Please lay out the part of the records that opens with the first line and closes with the line containing "[(287, 132)]" as a JSON list of strings, one string per line, with both ends included and blank lines left out.

-- -- --

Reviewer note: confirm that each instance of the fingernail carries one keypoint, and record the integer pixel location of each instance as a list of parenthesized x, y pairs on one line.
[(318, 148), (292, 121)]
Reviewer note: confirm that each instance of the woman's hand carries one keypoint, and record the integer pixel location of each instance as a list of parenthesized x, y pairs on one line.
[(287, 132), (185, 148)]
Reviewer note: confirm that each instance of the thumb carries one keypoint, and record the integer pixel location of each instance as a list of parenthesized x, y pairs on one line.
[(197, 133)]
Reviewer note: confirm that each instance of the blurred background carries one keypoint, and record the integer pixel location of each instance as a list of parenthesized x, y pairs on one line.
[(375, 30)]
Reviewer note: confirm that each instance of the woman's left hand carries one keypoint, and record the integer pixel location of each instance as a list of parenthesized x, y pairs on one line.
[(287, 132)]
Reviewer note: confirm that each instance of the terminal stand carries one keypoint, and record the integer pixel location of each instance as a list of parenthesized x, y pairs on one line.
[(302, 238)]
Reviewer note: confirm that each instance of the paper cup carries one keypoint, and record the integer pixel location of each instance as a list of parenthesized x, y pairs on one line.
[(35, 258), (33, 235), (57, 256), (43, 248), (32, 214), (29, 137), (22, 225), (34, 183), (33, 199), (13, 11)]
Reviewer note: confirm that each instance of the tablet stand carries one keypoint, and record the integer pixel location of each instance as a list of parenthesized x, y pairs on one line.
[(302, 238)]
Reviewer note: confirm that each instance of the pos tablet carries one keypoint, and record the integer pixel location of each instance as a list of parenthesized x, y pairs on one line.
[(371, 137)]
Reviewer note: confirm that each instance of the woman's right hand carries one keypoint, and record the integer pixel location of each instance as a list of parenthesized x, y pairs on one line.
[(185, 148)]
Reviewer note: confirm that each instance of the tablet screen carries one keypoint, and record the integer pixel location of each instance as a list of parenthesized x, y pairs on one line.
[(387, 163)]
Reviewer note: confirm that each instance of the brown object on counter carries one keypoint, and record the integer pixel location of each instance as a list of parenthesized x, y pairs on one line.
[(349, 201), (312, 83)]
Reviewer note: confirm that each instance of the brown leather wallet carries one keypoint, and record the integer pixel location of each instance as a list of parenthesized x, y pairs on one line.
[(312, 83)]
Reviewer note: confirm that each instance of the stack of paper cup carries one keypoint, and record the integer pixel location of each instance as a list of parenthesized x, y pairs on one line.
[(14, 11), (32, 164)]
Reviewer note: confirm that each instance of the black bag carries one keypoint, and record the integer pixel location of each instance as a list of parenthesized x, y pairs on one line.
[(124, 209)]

-- -- --

### WRITTEN ANSWER
[
  "Reviewer note: confirm that each instance of the fingernail carries one keypoint, and record the integer pixel location of each instance as a list of parenthesized x, y pairs on one line.",
  "[(318, 148), (292, 121)]",
  "Reviewer note: confirm that each instance of the woman's hand carries one keypoint, and record the integer pixel location of each instance as a list of parenthesized x, y pairs on one line.",
  "[(287, 132), (185, 148)]",
  "Reviewer note: confirm that each instance of the thumb carries one keypoint, and record the integer pixel location of each instance as a list of parenthesized x, y pairs on one line.",
  "[(197, 133)]",
  "Reviewer note: confirm that each instance of the blurred background carries one keypoint, and record the integer pixel location of each instance as a list of parenthesized x, y pairs on one line.",
  "[(375, 30)]",
  "Reviewer note: confirm that each instance of the woman's left hand carries one keypoint, and record the integer pixel location of each instance as a list of parenthesized x, y pairs on one line.",
  "[(287, 132)]"
]